What to produce — Would you write out, exactly as they stand, all lines from the one containing "form [488, 298]." through the end of the listing below, and only those?

==== Excerpted records ====

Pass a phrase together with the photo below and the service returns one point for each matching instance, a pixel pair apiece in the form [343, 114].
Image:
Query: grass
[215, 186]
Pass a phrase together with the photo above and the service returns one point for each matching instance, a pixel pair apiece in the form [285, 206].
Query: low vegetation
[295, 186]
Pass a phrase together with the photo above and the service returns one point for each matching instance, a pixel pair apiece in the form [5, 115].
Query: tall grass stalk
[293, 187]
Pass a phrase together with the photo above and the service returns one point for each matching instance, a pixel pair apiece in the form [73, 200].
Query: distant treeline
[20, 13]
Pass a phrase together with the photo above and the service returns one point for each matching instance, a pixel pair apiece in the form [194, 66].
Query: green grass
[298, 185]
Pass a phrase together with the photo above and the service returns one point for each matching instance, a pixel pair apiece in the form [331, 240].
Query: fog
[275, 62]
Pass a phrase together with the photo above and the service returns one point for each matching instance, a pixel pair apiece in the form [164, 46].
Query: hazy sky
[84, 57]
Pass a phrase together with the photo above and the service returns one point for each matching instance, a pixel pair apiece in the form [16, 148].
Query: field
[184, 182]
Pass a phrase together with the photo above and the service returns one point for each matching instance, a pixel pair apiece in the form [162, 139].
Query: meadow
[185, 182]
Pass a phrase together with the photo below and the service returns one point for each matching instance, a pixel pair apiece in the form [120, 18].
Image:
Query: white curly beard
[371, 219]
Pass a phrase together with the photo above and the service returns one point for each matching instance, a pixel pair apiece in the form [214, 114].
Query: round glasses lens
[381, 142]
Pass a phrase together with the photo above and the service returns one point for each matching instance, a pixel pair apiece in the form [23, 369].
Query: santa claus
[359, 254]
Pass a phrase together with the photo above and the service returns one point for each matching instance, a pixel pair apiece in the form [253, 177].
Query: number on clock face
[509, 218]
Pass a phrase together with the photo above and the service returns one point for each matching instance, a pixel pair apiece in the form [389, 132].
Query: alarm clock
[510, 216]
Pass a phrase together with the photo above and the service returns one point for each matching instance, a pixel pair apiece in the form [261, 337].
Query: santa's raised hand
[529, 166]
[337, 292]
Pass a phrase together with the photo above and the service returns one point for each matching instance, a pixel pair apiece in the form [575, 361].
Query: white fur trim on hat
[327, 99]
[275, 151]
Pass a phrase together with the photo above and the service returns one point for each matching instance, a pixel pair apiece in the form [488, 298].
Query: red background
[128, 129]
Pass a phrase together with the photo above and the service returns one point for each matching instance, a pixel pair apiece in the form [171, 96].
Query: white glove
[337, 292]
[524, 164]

====

Exercise response —
Pass a phrase together with the photo above and the service returns one point for each matching instance, a pixel pair apiece in the form [488, 298].
Query: red background
[128, 129]
Pass a phrase together with the photo above and the service returns one point for each matching instance, a pixel pair apiece in the form [171, 96].
Query: white glove
[337, 292]
[524, 164]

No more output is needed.